_WORK TASK_. Pictures do not belong in the copy; quote every entry below exactly.

──────── RECORDS FOR THE EXERCISE

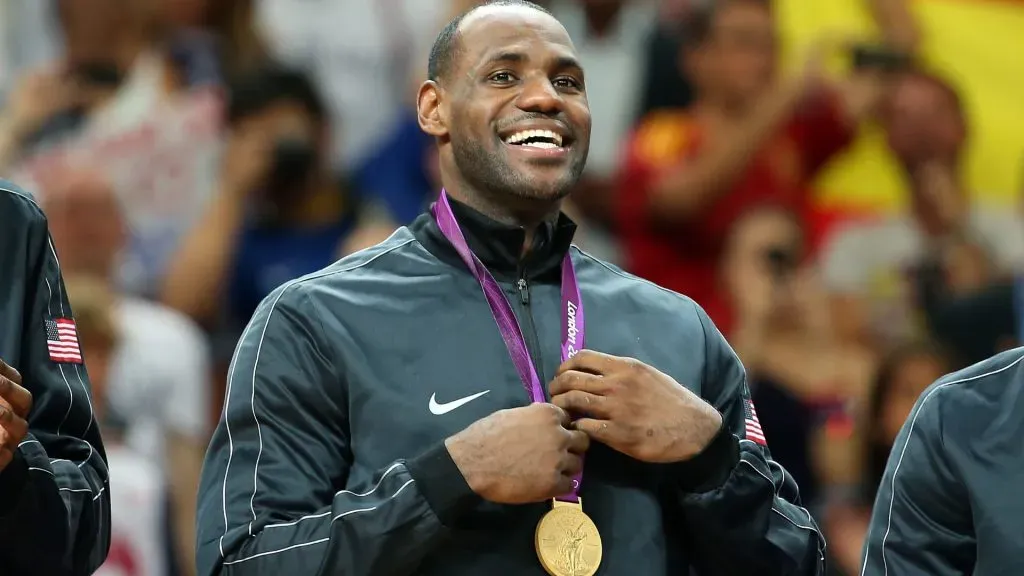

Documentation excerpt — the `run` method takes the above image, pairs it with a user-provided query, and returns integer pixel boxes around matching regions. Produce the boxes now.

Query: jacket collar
[410,195,577,282]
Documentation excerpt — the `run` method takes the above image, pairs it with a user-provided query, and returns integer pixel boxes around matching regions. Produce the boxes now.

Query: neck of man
[443,181,563,257]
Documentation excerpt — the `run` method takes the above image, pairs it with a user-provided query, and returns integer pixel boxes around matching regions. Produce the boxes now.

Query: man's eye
[489,71,515,83]
[554,77,581,90]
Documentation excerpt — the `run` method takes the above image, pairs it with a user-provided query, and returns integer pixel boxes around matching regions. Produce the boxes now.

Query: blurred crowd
[1,0,1020,574]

────────────────

_RESULT_.
Documentation excerpt — the `run` method takes the above image, pairs it with a user-provided query, and returns integer pixel boxes around matching regions. Produce the boxes now.

Query: jacket collar
[410,195,577,282]
Documentation excerpt — the `run` method takes the above image, pairs it with a user-provided query, and returns integer pixel boxes around matching regions. Produce the boxes now.

Query: neck of man
[443,181,563,257]
Documentation excerpt — the `run` method takes the above image, pairs it with a user-provided query, and returns integer pixel boxes around matching regions. Produce the boxes now.

Query: man's eye
[489,71,515,83]
[554,77,581,90]
Documentation excerpt — the `run` method takes the above image, pairs it with a user-provided query, and returns integer pixel boxes around matching regions. Produce the boxes now.

Query: blurred crowd
[1,0,1020,574]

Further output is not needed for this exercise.